### Exercise prompt
Give everything from the line containing "Place one point on every instance of the green grass" through the end of the data as a Markdown table with the columns Row and Data line, leaving out blank lines.
___ Data provided ___
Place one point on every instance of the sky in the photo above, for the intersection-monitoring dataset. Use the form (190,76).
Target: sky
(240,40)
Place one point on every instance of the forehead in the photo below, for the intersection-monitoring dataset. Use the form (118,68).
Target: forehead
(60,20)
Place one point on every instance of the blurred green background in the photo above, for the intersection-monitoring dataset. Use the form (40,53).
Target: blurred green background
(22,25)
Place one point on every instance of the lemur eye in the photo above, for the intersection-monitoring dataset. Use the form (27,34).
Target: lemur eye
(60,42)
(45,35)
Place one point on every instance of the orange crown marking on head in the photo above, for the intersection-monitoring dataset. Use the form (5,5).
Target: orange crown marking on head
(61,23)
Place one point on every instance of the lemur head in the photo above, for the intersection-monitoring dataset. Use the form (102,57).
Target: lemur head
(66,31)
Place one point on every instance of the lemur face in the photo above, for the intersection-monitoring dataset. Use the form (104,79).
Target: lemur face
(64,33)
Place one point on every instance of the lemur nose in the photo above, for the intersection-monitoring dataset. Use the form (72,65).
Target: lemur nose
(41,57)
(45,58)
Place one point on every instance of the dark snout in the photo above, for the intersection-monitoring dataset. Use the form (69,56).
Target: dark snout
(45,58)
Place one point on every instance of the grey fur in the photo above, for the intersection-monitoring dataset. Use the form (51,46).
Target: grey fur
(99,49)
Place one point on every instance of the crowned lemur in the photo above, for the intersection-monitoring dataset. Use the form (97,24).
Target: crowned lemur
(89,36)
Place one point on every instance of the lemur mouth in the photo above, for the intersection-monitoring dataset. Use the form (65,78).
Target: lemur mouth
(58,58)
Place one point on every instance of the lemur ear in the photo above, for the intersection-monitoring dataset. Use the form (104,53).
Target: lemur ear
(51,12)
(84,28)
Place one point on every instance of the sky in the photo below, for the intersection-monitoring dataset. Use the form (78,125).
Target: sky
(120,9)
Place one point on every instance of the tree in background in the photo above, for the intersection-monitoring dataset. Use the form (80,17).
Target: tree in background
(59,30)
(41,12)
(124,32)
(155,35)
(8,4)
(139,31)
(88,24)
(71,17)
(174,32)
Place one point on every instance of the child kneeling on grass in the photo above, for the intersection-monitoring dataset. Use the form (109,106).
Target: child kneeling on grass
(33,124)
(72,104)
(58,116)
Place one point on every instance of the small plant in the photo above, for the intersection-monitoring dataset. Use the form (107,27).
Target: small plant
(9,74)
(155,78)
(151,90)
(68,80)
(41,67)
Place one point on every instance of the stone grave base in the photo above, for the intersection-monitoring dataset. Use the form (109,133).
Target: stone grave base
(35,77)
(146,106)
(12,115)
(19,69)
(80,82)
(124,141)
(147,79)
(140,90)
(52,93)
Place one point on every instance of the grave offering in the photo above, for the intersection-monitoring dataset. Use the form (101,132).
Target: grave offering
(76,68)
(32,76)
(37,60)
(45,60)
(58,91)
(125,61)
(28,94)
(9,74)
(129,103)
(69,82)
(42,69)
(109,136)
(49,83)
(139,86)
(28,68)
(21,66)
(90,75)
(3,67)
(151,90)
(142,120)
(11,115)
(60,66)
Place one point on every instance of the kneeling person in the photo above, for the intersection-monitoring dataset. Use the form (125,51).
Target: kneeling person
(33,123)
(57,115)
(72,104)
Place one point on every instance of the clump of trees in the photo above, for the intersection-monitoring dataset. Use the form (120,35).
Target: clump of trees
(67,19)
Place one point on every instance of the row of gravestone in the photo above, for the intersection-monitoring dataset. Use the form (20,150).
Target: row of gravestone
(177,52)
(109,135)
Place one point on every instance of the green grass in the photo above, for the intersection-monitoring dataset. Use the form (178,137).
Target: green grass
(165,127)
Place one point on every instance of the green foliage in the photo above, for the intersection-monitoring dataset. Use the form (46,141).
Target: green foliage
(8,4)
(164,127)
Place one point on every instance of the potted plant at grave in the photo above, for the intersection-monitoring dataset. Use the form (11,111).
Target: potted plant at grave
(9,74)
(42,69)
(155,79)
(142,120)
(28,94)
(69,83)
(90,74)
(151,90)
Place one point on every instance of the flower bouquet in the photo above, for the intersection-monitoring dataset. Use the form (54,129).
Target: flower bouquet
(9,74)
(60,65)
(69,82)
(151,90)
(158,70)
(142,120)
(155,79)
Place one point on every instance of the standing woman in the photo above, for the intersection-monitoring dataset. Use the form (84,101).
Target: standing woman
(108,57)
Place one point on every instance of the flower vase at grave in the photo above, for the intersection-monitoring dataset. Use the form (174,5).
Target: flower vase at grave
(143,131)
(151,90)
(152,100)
___
### Solution to the exercise
| Row | Data line |
|---|---|
| 1 | Place one point on every instance of the green grass in the photo above, for the intersection-monitoring dataset. Use the form (178,137). |
| 2 | Target: green grass |
| 3 | (165,127) |
| 4 | Place one point on every instance of the green foliage in the photo above, for the intersection-monitoring dataset. Use the form (46,141). |
| 5 | Target: green foliage |
| 6 | (8,4) |
| 7 | (164,127) |
| 8 | Place one point on every instance of the potted plant at grave in the photo above, for the intersection-monitoring dataset. Use the form (11,111). |
| 9 | Target: potted plant at grave |
| 10 | (9,74) |
| 11 | (42,69) |
| 12 | (155,79) |
| 13 | (142,120) |
| 14 | (28,94) |
| 15 | (69,83) |
| 16 | (90,74) |
| 17 | (151,90) |
| 18 | Place one point on every instance of the flower bouquet in the photo above, for the intersection-monitoring dataset. Use the form (54,129). |
| 19 | Target: flower bouquet |
| 20 | (9,74) |
| 21 | (60,65) |
| 22 | (69,82) |
| 23 | (151,90) |
| 24 | (158,70) |
| 25 | (142,120) |
| 26 | (155,79) |
| 27 | Place one point on every instance of the standing woman in the photo above, for the intersection-monitoring dataset. Use the form (84,101). |
| 28 | Target: standing woman |
| 29 | (108,57) |
| 30 | Place one point on every instance of the flower vase at grave in the photo above, for the intersection-monitoring dataset. Use the form (174,5). |
| 31 | Target: flower vase at grave |
| 32 | (143,131) |
| 33 | (151,90) |
| 34 | (152,100) |